# Exercise objective:
Resume the forum post about interrupts on the P2 in Catalina from the point where it stops.

# Source document:
P2 Interrupts in Catalina
I've been trying to use interrupts in my latest project. However, I seem to be confused on how they work on the P2 and in Catalina.
The P2 docs seem to indicate each cog has it's own set of 3 interrupts. Is this correct?
If so, is this supported by Catalina?
In my experiments, if I setup an interrupt on a cog and then setup the same interrupt number on another cog, the first interrupt gets clobbered.
I've modified a version of the Catalina demo test_interrupts_2.c (attached below) to help me test the behavior.
The code as attached works. (NOTE the while(1) loop for the new cog can't be empty in TINY or COMPACT or the cog seems to shut down)
If the same interrupt number is used in both cogs, only the last to be assigned runs.
#include <stdio.h>
#include <propeller2.h>
#include <catalina_interrupts.h>
// define the stack size each interrupt needs
#define INT_STACK_SIZE (MIN_INT_STACK_SIZE + 100)
#define COG_STACK_SIZE 500
long int_stack[INT_STACK_SIZE * 3];
long cog_2_stack[COG_STACK_SIZE];
// interrupt_1 - increment the counter INTERRUPTS_PER_SECOND times per second
void interrupt_1(void) {
// we are a counter interrupt, so add to the counter for next time
_add_CT1(_clockfreq()/4);
_pinnot(57);
}
// interrupt_2 - print the current value of the counter every second
void interrupt_2(void) {
// we are a counter interrupt, so add to the counter for next time
_add_CT2(_clockfreq()/2);
_pinnot(58);
}
// interrupt 3 - throw a random spanner into the works!

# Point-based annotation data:
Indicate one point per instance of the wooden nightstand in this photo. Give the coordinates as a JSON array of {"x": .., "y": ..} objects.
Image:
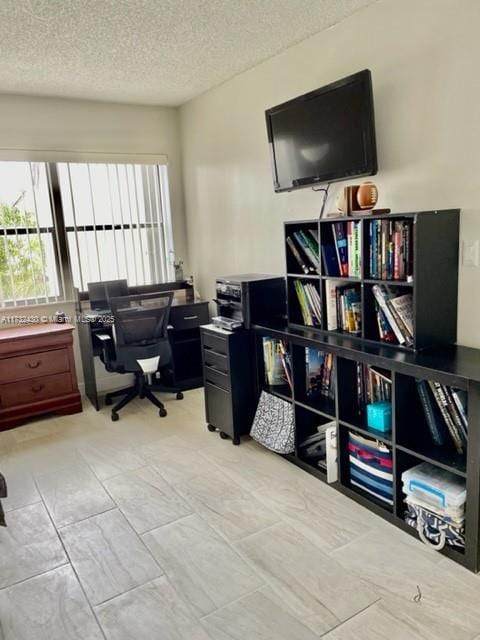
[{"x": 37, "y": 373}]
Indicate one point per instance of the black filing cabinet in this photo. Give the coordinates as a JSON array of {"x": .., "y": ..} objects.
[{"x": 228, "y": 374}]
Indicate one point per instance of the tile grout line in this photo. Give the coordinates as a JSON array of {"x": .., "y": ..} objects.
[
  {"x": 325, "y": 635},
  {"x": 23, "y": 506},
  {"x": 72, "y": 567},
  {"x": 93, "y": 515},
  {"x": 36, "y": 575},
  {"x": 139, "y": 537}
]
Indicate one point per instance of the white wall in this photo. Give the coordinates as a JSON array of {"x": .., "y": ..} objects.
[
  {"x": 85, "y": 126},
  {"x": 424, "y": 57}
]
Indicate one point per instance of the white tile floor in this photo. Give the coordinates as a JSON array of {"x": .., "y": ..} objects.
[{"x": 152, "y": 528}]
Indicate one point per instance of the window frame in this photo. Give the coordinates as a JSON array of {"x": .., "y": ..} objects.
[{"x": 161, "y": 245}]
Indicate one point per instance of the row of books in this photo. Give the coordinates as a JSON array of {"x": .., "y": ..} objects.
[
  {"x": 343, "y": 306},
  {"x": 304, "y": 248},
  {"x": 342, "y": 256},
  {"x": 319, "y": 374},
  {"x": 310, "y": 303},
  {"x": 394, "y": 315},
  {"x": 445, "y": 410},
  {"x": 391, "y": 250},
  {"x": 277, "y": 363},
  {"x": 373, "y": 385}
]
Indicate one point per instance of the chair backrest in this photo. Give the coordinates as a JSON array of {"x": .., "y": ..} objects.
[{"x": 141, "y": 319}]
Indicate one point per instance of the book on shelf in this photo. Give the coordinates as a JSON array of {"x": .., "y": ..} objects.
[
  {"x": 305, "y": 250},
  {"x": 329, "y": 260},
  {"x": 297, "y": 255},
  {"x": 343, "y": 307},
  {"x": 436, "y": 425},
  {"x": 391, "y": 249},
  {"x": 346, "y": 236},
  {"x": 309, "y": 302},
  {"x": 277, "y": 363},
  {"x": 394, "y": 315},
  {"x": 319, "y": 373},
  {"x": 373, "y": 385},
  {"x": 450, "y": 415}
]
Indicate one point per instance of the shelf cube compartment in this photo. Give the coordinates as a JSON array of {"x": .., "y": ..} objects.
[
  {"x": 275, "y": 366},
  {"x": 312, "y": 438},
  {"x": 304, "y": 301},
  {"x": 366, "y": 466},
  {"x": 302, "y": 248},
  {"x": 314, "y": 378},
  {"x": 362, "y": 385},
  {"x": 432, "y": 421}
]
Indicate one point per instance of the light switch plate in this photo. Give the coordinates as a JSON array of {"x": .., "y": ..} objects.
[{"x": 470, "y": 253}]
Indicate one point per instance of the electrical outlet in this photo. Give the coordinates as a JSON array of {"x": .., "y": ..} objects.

--

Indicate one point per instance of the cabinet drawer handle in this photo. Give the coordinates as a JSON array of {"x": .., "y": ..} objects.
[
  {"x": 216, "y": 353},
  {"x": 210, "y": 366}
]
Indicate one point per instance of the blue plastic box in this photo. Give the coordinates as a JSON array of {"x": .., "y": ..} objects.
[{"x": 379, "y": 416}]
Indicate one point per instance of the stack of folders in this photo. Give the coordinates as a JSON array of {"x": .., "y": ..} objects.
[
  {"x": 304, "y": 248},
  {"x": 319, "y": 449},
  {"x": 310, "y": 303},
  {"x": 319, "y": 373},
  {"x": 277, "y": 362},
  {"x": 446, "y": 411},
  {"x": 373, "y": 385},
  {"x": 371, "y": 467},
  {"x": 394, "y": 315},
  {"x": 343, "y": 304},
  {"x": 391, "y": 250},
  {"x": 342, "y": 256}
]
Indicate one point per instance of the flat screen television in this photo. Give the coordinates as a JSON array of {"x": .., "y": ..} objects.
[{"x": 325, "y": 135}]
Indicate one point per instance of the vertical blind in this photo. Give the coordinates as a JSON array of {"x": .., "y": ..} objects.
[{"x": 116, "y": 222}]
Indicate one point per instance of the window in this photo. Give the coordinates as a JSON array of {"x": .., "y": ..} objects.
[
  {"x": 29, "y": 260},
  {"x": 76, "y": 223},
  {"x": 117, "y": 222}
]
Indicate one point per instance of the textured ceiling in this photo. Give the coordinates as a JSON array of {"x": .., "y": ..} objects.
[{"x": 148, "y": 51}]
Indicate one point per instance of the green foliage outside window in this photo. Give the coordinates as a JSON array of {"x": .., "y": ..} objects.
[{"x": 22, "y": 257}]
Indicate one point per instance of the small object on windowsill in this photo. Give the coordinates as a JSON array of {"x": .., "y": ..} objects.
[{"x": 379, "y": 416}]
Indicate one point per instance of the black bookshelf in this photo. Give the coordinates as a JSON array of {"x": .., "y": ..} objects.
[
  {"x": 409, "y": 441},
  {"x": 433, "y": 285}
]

---

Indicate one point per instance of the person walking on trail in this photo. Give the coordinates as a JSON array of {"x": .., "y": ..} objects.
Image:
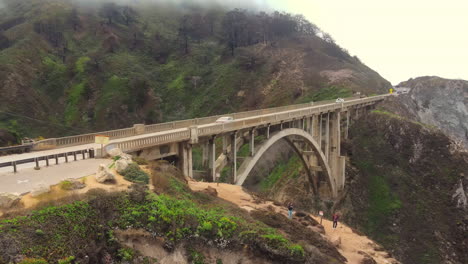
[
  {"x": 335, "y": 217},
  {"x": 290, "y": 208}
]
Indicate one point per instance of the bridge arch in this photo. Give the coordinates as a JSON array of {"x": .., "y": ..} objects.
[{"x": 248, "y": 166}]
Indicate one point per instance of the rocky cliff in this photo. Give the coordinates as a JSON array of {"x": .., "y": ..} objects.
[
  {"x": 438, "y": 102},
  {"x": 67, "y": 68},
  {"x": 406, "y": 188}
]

# Exercise output:
void interrupt_3(void) {
// we are a counter interrupt, so add to the counter for next time
_add_CT3(_clockfreq());
_pinnot(59);
}
void cog_2(void) {
_set_CT2(_clockfreq()/2);
_set_int_2(CT2, &interrupt_2, &int_stack[INT_STACK_SIZE * 2]);
while(1) {
_pinnot(60);
}
}
void main(void) {
int i;
// these are counter interrupts so set up the initial counters
_set_CT1(_clockfreq()/4);
_set_CT3(_clockfreq()/2);
_coginit_C(&cog_2, &cog_2_stack[COG_STACK_SIZE]);
// set up our interrupt service routines
_set_int_1(CT1, &interrupt_1, &int_stack[INT_STACK_SIZE * 1]);
_set_int_3(CT3, &interrupt_3, &int_stack[INT_STACK_SIZE * 3]);
// now just let the interrupts do their thing
while(1) {
// toggle the LED to show some activity.
_pinnot(56);
// waste some time just to slow things down (note that we can't
// just use the various _wait functions because doing so stalls
// the interrupts - but we also can't use the _iwait functions
// because they use interrupt 2 which we want to use ourselves).
// For programs wanting to use all the interrupts, busy waiting
// may be the only solution ...
for (i = 1; i < 1000000; i++) { }
}
}
Comments
Hello @currentc
Yes, each cog has separate interrupts. I know this works in Catalina because one of the interrupts (#3) is used to implement the multi-threading, and multi-threading can execute on multiple cogs.
(The rest of this post deleted since I have found the problem - see next post)
Ross.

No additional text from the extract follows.